%%

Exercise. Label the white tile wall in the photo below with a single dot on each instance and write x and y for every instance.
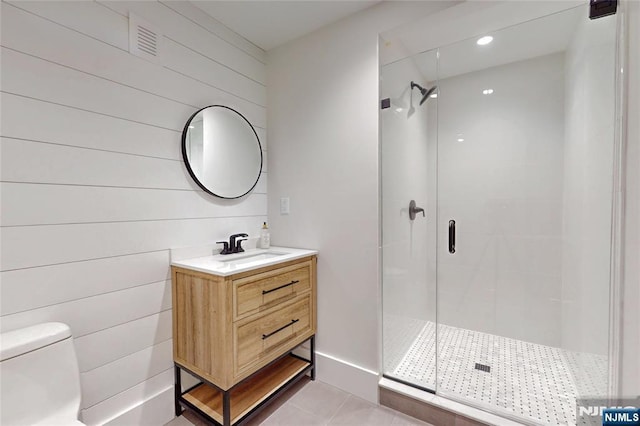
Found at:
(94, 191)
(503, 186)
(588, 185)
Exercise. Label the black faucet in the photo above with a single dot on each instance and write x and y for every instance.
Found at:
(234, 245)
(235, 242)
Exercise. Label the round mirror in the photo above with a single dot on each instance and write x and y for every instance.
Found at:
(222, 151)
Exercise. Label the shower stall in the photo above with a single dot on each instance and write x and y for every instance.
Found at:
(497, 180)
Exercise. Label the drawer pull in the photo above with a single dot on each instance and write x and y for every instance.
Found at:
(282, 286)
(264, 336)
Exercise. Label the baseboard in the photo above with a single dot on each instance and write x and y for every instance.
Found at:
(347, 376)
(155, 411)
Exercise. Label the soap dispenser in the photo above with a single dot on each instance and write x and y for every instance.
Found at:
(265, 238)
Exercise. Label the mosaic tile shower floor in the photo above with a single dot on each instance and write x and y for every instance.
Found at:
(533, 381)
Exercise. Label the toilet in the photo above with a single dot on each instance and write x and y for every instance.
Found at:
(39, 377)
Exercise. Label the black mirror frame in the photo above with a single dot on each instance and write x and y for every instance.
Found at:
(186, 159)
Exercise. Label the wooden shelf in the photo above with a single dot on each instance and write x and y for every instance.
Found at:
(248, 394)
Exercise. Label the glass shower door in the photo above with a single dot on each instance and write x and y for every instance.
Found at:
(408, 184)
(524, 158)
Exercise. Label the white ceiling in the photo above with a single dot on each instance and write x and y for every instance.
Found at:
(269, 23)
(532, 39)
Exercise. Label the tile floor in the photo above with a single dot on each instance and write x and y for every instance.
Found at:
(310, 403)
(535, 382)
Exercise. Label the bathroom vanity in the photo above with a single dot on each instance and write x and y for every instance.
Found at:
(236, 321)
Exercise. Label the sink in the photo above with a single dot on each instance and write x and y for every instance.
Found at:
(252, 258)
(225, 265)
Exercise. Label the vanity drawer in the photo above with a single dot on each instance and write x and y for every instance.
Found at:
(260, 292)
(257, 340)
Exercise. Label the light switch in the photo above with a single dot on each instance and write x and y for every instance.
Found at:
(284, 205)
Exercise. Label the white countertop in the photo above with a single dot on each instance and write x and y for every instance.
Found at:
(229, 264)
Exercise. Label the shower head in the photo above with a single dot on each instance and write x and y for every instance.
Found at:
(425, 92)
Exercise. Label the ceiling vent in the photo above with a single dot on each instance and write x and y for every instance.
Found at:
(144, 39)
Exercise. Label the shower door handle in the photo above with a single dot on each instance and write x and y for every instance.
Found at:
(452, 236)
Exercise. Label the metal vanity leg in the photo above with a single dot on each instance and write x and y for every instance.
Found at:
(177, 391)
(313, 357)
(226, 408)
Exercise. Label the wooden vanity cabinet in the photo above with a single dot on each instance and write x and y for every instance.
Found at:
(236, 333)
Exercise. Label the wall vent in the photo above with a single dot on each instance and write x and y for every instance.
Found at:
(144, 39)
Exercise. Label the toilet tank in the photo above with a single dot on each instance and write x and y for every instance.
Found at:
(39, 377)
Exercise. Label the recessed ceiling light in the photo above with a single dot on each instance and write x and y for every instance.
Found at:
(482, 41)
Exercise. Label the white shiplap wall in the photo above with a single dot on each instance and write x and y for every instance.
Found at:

%%

Aim of the task: How many of the lines above include the word "ceiling"? Respond with the number alone.

Worked solution: 3